▸ **To do**
a. Render this sentence from the Absolutely Fabulous series 1 article into Spanish: "Edina is a twice-divorced mother of two."
b. Reproduce the passage of the Absolutely Fabulous series 1 article between "The series was" and "joined on holiday.", inclusive.

START Provided text

- UK DVD cover
- Starring: Jennifer Saunders; Joanna Lumley; Julia Sawalha; Jane Horrocks;
- No. of episodes: 6

Release
- Original network: BBC Two
- Original release: 12 November – 17 December 1992

Series chronology
- Next → Series 2

= Absolutely Fabulous series 1 =

The first series of the British television sitcom Absolutely Fabulous premiered on BBC Two on 12 November 1992 and concluded on 17 December 1992, consisting of six episodes. The sitcom was created and written by Jennifer Saunders, who starred in the title role of Edina Monsoon, a heavy-drinking, smoking, and drug-abusing PR agent who has dedicated most of her life to looking "fabulous" and desperately attempts to stay young. Edina is nicknamed 'Eddie' by her best friend, Patsy Stone (Joanna Lumley), a magazine editor who constantly takes advantage of Edina by living the life of luxury in Edina's extravagant home.

Edina is a twice-divorced mother of two. Her eldest child, a son, Serge, left home many years before in order to escape his mother's clutches. Her long-suffering daughter, Saffron 'Saffy', whom Edina is reliant upon, is a sixth form student and remains at home. The series also includes Edina's sweet-natured-but-slightly-batty mother (June Whitfield), whom Edina sees as an interfering burden, and Edina's dim-witted assistant Bubble (Jane Horrocks).

The series was conceived from the French and Saunders sketch "Modern Mother and Daughter", originally written by Saunders and Dawn French. Saunders has stated that the character of Edina Monsoon was based upon Lynne Franks, a PR agent whom she had joined on holiday.

END Provided text
START Material supplied

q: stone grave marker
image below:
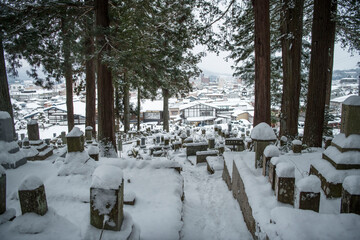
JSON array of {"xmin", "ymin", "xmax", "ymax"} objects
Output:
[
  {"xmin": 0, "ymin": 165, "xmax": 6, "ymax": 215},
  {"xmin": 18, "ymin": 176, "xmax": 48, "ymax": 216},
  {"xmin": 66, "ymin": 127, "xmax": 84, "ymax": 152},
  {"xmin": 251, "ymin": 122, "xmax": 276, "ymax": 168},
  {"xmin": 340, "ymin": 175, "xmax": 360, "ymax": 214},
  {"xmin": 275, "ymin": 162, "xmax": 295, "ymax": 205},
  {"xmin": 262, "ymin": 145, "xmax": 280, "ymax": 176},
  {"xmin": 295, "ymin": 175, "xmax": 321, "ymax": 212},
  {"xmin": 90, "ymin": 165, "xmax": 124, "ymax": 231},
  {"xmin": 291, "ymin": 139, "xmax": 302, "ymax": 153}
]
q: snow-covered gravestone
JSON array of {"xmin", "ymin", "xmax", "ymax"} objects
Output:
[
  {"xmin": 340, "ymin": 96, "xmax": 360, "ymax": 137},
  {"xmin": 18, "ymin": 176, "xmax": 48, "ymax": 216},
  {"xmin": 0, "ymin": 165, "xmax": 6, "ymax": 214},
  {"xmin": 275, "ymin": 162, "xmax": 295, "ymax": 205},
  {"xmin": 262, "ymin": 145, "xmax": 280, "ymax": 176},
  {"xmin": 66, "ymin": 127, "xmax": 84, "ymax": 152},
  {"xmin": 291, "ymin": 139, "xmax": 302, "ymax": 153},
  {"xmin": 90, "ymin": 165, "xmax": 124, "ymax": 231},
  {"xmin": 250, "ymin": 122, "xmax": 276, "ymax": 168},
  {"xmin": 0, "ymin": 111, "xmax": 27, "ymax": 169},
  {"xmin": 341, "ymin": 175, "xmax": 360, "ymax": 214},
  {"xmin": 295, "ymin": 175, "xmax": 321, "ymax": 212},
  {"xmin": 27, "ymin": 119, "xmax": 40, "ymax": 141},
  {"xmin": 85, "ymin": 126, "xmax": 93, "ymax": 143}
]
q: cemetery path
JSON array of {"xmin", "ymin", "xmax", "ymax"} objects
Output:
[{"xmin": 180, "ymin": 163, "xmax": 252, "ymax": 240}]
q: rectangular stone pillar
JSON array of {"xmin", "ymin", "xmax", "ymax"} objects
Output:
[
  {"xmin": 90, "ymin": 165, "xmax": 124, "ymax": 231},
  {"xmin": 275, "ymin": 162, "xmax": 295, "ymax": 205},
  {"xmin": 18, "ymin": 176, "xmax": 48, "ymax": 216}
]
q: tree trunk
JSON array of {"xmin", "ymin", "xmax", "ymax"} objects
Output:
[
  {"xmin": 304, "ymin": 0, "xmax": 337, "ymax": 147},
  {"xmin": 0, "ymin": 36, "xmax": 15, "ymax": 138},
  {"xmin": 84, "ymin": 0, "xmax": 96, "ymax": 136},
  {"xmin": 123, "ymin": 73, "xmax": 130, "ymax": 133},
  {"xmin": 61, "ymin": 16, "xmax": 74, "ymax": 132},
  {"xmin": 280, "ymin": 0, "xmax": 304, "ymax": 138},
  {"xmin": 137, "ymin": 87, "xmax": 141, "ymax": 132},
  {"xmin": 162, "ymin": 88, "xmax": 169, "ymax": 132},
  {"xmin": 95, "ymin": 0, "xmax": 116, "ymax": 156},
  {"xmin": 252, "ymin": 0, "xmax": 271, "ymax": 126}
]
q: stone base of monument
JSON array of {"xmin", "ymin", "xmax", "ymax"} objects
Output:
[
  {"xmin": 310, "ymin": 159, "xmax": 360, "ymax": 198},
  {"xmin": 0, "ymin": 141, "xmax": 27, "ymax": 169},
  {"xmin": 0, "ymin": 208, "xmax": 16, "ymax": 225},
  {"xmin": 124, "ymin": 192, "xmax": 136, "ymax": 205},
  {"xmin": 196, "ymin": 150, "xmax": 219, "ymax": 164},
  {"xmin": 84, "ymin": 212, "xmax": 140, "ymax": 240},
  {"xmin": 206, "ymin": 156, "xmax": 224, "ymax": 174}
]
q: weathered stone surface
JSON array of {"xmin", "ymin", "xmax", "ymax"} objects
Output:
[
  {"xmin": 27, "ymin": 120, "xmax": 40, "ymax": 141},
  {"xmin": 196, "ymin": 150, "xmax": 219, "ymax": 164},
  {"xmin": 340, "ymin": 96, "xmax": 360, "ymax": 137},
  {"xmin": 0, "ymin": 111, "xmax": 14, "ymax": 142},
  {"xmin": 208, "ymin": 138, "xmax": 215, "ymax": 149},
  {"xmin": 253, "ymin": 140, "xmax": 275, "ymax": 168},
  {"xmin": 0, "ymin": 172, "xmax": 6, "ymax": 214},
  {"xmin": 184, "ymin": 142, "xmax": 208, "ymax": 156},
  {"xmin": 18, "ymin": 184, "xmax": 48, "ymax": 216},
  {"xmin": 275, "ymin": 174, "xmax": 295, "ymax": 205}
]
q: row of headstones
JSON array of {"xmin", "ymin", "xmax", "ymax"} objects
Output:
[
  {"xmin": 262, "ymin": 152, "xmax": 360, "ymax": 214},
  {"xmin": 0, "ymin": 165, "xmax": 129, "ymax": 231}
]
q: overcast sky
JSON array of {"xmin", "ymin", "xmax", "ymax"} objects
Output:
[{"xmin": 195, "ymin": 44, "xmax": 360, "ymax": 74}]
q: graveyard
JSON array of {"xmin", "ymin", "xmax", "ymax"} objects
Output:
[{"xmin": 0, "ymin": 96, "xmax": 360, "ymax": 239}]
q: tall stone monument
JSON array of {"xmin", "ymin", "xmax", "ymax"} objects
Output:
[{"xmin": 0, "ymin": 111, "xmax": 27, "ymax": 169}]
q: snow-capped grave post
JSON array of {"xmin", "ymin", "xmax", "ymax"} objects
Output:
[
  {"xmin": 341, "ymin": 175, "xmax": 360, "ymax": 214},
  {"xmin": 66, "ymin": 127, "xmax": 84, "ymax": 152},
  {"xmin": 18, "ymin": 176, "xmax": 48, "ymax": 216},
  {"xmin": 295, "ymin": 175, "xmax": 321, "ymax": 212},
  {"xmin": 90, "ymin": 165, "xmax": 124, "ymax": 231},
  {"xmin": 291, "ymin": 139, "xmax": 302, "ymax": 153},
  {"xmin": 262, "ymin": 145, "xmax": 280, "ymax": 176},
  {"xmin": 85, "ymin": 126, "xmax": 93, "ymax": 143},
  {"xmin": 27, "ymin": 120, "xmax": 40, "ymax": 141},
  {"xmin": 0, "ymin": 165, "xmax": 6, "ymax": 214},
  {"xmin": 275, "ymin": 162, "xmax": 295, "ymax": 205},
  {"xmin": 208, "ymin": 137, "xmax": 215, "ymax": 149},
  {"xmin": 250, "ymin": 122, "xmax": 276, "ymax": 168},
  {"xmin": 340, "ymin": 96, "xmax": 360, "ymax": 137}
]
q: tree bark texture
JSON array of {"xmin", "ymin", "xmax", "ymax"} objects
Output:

END Material supplied

▸ **Task-by-task outputs**
a. Edina es madre de dos hijos y se ha divorciado dos veces.

b.
The series was conceived from the French and Saunders sketch "Modern Mother and Daughter", originally written by Saunders and Dawn French. Saunders has stated that the character of Edina Monsoon was based upon Lynne Franks, a PR agent whom she had joined on holiday.